» **THE TASK**
Go through the entries below and count the lines where "door" occurs. Give nothing but that number.

» **RECORD EXTRACTS**
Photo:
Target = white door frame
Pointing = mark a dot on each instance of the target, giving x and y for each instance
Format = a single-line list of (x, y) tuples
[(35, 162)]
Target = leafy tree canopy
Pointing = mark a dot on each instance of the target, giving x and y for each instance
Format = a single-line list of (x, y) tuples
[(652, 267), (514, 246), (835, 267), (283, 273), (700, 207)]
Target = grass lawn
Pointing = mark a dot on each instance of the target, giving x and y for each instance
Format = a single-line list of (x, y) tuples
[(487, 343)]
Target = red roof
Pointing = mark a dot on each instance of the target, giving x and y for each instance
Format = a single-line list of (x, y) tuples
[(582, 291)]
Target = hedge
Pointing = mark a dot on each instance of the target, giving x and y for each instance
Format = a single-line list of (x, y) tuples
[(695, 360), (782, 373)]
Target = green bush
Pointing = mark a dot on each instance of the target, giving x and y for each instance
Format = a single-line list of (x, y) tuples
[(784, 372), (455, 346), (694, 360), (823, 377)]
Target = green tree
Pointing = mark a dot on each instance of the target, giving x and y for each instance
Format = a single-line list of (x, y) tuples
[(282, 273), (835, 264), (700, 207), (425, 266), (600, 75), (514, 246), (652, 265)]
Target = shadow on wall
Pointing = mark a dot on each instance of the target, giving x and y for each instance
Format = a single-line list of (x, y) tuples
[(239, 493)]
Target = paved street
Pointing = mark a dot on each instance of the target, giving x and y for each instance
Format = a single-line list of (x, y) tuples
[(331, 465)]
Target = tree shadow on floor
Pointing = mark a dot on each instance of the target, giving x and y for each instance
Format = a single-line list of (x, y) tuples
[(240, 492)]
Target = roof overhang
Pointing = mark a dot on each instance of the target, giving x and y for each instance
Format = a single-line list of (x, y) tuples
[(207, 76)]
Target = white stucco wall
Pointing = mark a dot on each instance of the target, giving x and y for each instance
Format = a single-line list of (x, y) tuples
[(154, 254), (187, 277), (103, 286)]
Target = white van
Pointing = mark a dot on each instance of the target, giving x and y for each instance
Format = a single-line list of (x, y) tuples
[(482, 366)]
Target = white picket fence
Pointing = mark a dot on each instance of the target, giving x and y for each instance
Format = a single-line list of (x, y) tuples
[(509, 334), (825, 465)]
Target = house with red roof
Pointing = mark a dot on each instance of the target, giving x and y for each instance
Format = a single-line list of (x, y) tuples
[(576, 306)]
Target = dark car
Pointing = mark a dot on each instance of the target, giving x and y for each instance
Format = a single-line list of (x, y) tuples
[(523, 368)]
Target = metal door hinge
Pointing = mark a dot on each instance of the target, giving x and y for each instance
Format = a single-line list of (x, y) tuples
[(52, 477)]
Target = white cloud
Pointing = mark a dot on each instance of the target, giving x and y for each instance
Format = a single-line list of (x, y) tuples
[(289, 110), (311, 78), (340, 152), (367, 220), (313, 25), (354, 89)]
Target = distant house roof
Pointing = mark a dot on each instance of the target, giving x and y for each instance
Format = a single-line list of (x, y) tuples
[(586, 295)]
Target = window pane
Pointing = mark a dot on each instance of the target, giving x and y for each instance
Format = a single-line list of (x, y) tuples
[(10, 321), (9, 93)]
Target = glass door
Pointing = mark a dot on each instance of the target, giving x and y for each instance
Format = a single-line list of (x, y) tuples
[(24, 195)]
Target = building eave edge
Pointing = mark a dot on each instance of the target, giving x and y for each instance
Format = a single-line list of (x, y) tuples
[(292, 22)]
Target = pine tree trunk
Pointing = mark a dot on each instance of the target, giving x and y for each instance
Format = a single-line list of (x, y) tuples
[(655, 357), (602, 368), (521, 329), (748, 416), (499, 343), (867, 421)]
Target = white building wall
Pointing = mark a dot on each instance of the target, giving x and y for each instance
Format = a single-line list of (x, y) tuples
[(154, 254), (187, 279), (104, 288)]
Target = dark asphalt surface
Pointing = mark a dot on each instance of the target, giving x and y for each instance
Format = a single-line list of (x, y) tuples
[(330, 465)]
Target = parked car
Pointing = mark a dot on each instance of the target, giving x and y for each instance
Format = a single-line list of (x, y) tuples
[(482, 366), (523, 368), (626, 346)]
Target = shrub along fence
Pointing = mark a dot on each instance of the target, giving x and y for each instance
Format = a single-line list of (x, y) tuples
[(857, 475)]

» **EXERCISE RESULT**
3